Gib aus dem Protokolltext die Passage ab „Mieterprobleme im Fanny-Hensel-Kiez“ bis einschließlich „Wort. – Bitte sehr!“ wortgetreu zurück.

■ PROTOKOLLTEXT ■
-------------------------

Protokoll der Sitzung vom 25.02.2010

in Verbindung mit

Dringlicher Antrag

Mieterprobleme im Fanny-Hensel-Kiez lösen

Antrag der SPD und der Linksfraktion Drs 16/2995

Der Dringlichkeit der beiden zuletzt genannten Anträge wird offensichtlich nicht widersprochen.

Ich mache darauf aufmerksam, dass es im Anschluss an diese Debatte vier Abstimmungen gibt.

Für die gemeinsame Beratung steht den Fraktionen jeweils eine Redezeit von bis zu fünf Minuten zur Verfügung. Es beginnt die Fraktion der SDP. Der Herr Abgeordnete Dr. Arndt hat das Wort. – Bitte sehr!

-------------------------

■ DATENAUSZUG ■
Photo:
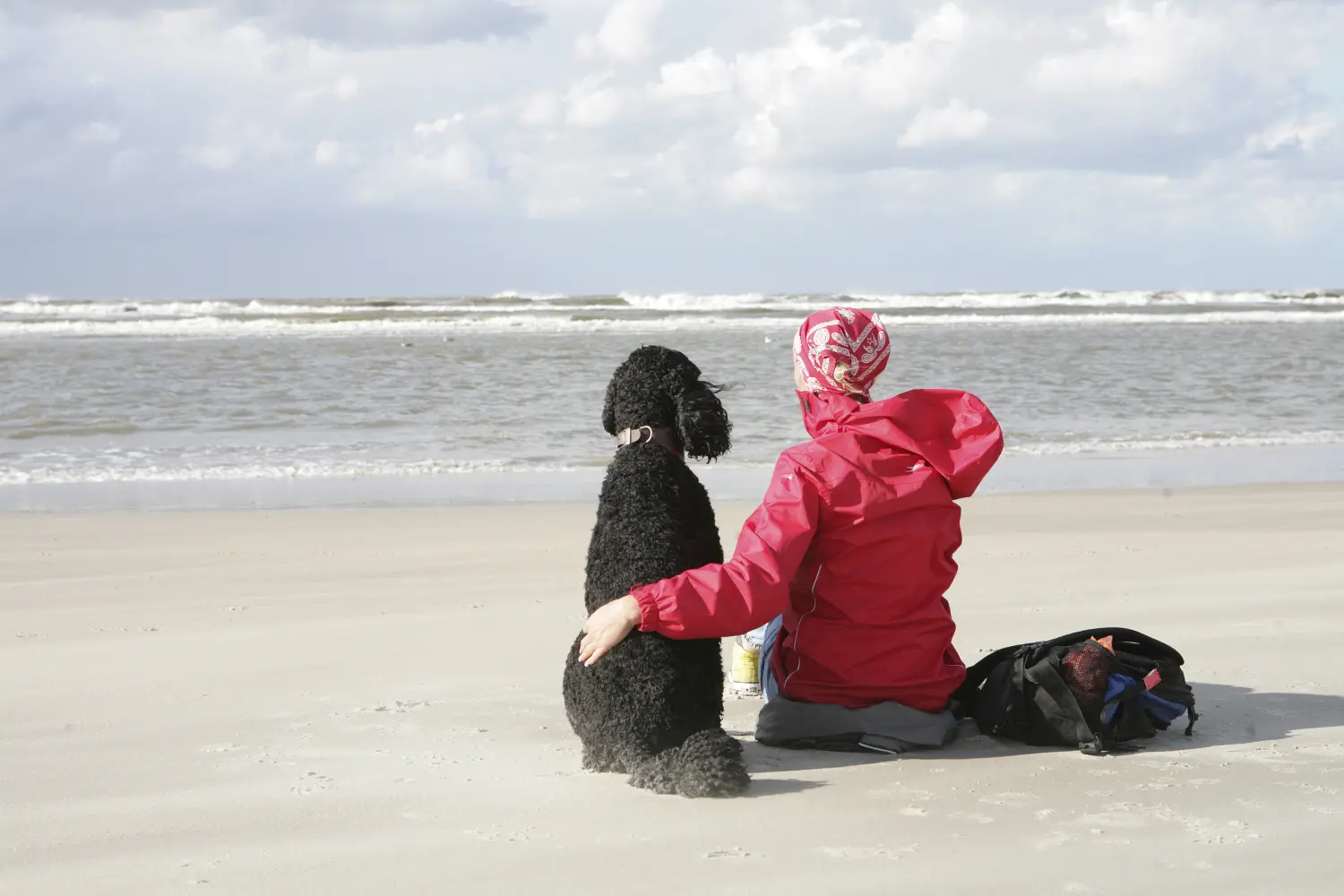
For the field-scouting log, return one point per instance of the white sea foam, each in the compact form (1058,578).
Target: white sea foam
(231,327)
(1175,443)
(74,474)
(42,308)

-------------------------

■ LÖSUNG ■
Mieterprobleme im Fanny-Hensel-Kiez lösen

Antrag der SPD und der Linksfraktion Drs 16/2995

Der Dringlichkeit der beiden zuletzt genannten Anträge wird offensichtlich nicht widersprochen.

Ich mache darauf aufmerksam, dass es im Anschluss an diese Debatte vier Abstimmungen gibt.

Für die gemeinsame Beratung steht den Fraktionen jeweils eine Redezeit von bis zu fünf Minuten zur Verfügung. Es beginnt die Fraktion der SDP. Der Herr Abgeordnete Dr. Arndt hat das Wort. – Bitte sehr!